_EXTRAIT DU TEXTE:_

•••••

Les journaux d’opposition ne manqueraient pas d’en tirer grand parti contre le ministère ; on entendrait de nouveau les doléances de l’été dernier, où quelques organes exploitèrent habilement, contre la République, l’extrême sécheresse et l’énorme rendement des vignes, pour montrer qu’on ne pouvait rien attendre de bon d’un gouvernement qui privait d’eau la moitié de la France et qui inondait de vin l’autre moitié. On a parlé de fraudes commises dans les entrepôts, dont l’effet serait de diminuer l’importance du droit protecteur actuel. S’il y a des fraudes, qu’on les réprime ; mais qu’on se garde d’entraver, par des mesures intempestives, un commerce nécessaire ! Sous l’ancien régime, les négocians en grains étaient traités d’accapareurs ; on les accusait de faire hausser les prix et on les rendait odieux aux consommateurs des villes : aujourd’hui on les accuse de faire la baisse, et on les veut rendre odieux aux producteurs des campagnes. La vérité est qu’ils ne sont coupables ni de l’une ni de l’autre, et que la libre concurrence du commerce profite aussi bien aux vendeurs qu’aux acheteurs.

Nous voulons donc espérer que ni le ministère ni la majorité du Parlement ne suivront les protectionnistes aveugles qui espèrent, au commencement de la session prochaine, les entraîner dans une voie aussi funeste. Car, ou le droit nouveau n’aurait aucun effet sur les prix, et alors il ne profiterait en rien aux intérêts que l’on veut servir, ou il aurait pour résultat de faire hausser les cours du blé, et de quel droit l’État refusera-t-il ensuite aux ouvriers d’intervenir pour fixer le taux des salaires, si l’on prétend le faire intervenir ainsi, en faveur des détenteurs du sol, pour fixer le taux des subsistances ?

•••••

_DONNÉES EXTRAITES:_
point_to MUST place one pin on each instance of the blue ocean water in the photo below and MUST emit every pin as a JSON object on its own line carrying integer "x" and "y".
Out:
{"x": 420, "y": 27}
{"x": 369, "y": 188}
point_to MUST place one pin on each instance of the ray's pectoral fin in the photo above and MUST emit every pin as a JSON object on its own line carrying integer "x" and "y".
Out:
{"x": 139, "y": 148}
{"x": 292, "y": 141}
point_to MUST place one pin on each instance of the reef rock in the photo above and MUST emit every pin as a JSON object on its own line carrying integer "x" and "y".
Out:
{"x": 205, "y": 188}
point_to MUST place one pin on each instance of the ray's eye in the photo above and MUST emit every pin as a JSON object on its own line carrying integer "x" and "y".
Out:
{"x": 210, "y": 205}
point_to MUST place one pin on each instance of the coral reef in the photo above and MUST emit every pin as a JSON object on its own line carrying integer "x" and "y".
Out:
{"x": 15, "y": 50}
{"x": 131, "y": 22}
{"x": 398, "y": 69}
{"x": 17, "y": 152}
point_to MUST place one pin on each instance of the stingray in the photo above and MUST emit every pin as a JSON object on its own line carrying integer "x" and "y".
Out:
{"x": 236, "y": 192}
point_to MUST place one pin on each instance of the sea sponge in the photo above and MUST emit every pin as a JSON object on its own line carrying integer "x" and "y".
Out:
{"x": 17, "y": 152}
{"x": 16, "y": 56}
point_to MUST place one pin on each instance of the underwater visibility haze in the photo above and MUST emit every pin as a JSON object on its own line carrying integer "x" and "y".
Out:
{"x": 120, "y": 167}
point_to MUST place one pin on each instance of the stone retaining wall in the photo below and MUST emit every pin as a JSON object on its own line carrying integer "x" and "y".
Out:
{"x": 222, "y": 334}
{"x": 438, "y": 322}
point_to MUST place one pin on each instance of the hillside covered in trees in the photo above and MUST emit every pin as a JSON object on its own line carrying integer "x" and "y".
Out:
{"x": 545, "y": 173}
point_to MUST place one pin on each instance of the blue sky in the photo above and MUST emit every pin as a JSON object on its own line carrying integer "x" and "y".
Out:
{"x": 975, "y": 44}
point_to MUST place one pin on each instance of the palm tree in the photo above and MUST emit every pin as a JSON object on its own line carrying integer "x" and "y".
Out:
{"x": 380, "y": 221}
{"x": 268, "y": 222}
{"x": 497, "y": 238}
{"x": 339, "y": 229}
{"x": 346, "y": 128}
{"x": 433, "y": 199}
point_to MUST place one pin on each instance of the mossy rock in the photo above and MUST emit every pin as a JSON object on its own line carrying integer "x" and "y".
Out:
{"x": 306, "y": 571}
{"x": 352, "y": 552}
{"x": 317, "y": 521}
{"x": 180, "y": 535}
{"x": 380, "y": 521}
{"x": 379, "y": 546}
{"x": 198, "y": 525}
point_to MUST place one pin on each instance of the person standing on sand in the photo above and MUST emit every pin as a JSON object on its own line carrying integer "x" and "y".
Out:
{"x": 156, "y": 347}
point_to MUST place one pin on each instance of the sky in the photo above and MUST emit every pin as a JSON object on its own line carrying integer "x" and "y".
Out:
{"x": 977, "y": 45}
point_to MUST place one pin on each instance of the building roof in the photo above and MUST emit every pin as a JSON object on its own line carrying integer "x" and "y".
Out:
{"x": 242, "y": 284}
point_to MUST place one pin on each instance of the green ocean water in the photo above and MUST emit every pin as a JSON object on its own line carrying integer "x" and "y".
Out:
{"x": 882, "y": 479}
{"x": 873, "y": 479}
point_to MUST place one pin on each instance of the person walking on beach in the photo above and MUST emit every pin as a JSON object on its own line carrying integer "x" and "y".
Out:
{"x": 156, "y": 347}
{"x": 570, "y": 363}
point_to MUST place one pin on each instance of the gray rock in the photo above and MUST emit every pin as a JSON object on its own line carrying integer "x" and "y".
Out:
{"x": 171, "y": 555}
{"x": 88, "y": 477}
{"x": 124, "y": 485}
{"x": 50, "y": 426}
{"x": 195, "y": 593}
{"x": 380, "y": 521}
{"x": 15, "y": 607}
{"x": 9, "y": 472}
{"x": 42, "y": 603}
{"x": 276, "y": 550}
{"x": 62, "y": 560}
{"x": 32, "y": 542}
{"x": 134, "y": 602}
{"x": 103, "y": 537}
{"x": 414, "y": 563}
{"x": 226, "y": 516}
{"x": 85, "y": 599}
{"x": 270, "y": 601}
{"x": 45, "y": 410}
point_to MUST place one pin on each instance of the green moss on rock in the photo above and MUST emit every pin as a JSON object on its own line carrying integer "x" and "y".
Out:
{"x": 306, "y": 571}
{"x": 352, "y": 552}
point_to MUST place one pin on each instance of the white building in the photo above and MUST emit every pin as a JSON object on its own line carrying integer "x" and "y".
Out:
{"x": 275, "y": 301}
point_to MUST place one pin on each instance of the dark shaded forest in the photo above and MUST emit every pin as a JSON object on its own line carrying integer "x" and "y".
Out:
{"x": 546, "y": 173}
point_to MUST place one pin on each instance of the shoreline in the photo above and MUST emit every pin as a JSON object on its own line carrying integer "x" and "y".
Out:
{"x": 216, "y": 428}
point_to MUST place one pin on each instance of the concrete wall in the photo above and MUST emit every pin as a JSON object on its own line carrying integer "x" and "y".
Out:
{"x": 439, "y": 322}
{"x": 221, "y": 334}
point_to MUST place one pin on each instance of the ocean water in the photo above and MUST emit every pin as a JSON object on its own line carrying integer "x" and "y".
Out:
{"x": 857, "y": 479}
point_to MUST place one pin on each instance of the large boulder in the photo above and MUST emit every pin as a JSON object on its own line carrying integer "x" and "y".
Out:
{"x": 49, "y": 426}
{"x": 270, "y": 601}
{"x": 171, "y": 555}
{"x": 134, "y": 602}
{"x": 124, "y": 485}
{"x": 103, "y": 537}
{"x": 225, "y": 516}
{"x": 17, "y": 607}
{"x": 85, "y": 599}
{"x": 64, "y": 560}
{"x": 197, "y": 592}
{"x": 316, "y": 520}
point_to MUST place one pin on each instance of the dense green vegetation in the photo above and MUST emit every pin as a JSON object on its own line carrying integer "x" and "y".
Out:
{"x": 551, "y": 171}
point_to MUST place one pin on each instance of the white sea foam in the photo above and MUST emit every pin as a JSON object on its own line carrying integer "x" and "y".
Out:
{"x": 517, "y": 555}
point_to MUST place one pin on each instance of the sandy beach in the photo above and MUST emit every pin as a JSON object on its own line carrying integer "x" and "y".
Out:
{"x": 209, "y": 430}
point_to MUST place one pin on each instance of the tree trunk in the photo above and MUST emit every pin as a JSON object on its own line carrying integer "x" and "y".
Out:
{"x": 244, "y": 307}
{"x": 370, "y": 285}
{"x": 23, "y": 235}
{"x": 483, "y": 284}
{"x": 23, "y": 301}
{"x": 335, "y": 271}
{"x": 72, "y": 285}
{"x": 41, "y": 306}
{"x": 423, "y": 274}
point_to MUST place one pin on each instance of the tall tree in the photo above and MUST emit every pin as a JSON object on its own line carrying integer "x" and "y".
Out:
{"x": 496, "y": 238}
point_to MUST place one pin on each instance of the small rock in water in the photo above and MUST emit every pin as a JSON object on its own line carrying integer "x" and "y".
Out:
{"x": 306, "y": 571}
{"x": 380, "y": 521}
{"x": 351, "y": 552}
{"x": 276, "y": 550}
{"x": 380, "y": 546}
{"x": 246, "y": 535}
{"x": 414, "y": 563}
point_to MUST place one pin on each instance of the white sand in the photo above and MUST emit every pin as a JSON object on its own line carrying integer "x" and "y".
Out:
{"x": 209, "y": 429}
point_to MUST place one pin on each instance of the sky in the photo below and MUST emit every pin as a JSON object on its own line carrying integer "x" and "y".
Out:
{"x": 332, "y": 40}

•••••

_CONSIGNES DES EXERCICES:_
1. Quelles accusations l'extrait sur le commerce des grains dit-il qu'on a portées contre les négociants en grains, sous l'ancien régime puis aujourd'hui ?
2. Pouvez-vous reproduire tout le passage de l'extrait sur le commerce des grains, depuis « Nous voulons donc » jusqu'à « taux des subsistances ? » ?

_EXERCICES CORRIGÉS:_
1.
- On les traitait d'accapareurs.
- On les accusait de faire hausser les prix.
- On les accuse aujourd'hui de faire la baisse.

2.
Nous voulons donc espérer que ni le ministère ni la majorité du Parlement ne suivront les protectionnistes aveugles qui espèrent, au commencement de la session prochaine, les entraîner dans une voie aussi funeste. Car, ou le droit nouveau n’aurait aucun effet sur les prix, et alors il ne profiterait en rien aux intérêts que l’on veut servir, ou il aurait pour résultat de faire hausser les cours du blé, et de quel droit l’État refusera-t-il ensuite aux ouvriers d’intervenir pour fixer le taux des salaires, si l’on prétend le faire intervenir ainsi, en faveur des détenteurs du sol, pour fixer le taux des subsistances ?